Pointing dataset items
--

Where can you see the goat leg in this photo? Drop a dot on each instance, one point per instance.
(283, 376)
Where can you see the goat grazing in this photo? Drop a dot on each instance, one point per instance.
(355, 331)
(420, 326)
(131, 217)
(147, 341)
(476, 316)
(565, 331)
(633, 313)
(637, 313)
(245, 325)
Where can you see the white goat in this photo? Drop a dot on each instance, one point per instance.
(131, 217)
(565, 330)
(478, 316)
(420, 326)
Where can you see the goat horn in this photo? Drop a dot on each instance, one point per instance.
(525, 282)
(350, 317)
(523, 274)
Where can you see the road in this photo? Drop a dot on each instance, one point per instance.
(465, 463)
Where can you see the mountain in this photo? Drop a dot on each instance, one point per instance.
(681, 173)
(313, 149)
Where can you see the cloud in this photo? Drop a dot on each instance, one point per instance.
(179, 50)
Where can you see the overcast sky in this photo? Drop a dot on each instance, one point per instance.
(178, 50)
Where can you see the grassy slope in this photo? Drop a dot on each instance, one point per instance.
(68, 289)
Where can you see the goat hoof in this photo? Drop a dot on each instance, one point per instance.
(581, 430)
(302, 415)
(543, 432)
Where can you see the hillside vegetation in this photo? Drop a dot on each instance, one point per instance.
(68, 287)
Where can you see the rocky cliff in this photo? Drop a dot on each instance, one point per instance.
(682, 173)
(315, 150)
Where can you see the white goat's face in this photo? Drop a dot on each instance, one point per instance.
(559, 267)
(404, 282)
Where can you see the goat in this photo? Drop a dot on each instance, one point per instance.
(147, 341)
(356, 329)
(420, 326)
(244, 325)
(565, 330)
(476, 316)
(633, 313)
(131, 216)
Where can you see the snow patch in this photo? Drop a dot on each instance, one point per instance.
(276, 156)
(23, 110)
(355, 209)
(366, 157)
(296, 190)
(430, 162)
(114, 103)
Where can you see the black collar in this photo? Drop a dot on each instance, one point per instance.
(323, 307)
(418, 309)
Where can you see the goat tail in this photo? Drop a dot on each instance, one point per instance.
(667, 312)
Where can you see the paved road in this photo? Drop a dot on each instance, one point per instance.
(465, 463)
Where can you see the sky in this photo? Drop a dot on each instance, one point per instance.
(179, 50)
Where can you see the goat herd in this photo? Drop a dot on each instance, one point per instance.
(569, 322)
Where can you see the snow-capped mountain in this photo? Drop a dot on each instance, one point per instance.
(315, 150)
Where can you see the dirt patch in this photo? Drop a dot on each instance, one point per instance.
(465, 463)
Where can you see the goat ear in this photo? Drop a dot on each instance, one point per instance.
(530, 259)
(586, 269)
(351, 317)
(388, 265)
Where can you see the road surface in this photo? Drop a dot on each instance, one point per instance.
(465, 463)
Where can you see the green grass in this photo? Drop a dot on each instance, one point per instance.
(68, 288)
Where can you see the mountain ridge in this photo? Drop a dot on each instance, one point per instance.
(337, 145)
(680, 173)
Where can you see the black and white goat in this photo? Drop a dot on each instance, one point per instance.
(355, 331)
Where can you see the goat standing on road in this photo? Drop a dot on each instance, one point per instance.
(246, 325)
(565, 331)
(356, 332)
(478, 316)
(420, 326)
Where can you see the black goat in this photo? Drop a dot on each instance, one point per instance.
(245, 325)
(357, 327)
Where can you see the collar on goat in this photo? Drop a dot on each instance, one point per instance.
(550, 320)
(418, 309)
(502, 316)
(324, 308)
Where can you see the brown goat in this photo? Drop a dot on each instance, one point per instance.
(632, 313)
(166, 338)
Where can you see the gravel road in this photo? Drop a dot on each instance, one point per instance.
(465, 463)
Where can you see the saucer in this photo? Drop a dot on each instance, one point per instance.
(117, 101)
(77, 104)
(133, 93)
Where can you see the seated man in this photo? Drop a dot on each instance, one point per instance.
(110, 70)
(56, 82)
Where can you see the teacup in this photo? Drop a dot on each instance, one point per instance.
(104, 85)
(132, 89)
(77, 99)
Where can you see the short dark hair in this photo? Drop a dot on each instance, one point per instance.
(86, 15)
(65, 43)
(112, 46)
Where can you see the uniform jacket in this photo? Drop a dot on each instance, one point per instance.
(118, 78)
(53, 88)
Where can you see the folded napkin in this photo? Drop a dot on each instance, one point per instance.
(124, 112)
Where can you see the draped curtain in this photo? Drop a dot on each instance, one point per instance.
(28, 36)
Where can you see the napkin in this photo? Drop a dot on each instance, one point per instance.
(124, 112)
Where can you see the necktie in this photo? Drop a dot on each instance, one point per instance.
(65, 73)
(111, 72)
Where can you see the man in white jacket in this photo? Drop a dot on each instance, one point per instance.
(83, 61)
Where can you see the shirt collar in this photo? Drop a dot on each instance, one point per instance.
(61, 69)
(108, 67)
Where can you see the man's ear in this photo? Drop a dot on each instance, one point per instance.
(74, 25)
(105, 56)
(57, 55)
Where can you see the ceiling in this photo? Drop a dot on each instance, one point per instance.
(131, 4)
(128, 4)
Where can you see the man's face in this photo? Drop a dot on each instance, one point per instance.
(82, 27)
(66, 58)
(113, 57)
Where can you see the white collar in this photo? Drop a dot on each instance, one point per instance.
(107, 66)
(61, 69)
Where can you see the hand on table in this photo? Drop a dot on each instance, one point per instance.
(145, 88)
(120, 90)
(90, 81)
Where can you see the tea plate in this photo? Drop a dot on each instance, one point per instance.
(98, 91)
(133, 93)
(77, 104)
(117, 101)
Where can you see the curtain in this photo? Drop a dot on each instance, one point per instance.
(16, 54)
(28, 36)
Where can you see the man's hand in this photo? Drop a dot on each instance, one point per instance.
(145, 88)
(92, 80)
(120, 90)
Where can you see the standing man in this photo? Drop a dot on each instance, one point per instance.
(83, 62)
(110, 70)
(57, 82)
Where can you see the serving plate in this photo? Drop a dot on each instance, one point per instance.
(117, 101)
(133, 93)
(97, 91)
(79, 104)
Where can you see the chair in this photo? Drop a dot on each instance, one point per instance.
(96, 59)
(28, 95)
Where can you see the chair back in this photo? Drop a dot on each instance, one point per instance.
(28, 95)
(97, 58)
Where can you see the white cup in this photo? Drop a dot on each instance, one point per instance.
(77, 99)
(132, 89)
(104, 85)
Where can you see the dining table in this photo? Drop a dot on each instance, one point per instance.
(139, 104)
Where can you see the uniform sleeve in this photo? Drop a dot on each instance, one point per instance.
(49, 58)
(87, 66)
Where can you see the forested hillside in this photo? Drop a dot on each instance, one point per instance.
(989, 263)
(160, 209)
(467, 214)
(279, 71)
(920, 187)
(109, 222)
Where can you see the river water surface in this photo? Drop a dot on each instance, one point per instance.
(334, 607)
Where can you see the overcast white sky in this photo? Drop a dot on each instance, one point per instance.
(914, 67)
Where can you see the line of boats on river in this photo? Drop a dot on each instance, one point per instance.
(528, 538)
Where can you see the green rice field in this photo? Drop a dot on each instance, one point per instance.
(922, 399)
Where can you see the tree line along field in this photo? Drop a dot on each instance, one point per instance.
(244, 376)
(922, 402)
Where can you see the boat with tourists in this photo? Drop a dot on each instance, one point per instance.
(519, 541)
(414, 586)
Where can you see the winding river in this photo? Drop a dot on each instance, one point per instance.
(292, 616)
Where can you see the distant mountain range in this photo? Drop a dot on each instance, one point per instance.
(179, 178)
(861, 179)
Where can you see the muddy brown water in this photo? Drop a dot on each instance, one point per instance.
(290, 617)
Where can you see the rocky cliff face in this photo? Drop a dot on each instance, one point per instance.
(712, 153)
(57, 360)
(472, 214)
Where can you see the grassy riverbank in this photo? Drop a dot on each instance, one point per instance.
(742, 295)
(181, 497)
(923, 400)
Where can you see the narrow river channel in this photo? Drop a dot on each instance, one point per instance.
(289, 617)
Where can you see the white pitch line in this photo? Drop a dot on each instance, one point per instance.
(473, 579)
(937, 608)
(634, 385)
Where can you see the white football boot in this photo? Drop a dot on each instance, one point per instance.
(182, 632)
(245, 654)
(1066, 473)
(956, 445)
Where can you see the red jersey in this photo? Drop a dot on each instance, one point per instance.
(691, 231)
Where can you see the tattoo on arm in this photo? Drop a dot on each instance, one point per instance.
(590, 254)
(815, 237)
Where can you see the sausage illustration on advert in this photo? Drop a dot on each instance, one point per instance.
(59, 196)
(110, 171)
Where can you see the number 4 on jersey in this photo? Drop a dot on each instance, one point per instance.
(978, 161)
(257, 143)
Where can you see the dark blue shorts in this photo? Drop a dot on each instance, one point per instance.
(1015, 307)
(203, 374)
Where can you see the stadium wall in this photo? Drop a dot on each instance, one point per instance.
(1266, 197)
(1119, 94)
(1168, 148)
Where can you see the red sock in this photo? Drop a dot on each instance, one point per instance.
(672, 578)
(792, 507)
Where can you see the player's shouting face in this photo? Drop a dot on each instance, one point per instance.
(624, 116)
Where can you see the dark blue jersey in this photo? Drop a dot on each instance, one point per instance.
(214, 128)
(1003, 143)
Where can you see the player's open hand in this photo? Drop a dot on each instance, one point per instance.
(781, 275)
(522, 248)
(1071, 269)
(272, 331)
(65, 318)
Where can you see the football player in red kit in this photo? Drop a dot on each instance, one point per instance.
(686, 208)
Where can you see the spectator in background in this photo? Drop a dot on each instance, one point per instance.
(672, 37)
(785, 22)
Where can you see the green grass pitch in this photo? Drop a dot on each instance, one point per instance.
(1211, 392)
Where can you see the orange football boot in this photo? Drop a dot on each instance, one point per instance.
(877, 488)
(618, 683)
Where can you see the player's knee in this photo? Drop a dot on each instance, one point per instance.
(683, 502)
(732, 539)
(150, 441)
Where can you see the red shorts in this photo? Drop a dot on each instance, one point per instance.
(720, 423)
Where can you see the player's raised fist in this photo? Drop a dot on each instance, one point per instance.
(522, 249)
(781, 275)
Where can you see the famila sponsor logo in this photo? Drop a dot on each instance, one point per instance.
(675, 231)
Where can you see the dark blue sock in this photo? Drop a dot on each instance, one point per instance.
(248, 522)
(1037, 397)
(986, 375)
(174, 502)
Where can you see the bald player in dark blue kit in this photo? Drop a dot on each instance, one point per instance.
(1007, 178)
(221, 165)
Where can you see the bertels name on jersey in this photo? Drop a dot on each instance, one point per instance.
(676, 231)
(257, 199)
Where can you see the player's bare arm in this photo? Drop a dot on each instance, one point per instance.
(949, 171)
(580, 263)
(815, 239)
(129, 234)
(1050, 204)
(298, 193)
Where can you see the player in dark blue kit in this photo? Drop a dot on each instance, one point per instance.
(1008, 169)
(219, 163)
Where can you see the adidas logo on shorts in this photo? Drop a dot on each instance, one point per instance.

--

Task requirements> Output the items word for word, starting with the line that contains "Where can you see the player's bare", including that line, and going on through the last line of the items.

Result below>
Where can you see the player's bare arm in this photo? Drop a dot on each instance, one point per instance.
(949, 171)
(580, 263)
(815, 239)
(129, 234)
(1050, 204)
(298, 193)
Where can you see the player in dark blue kit in this photo? Drop a dot on each instance, one point per instance.
(1008, 169)
(219, 163)
Where can you see the adidas logo on shorts in this photo? Drop a dot on each instance, one point per instance.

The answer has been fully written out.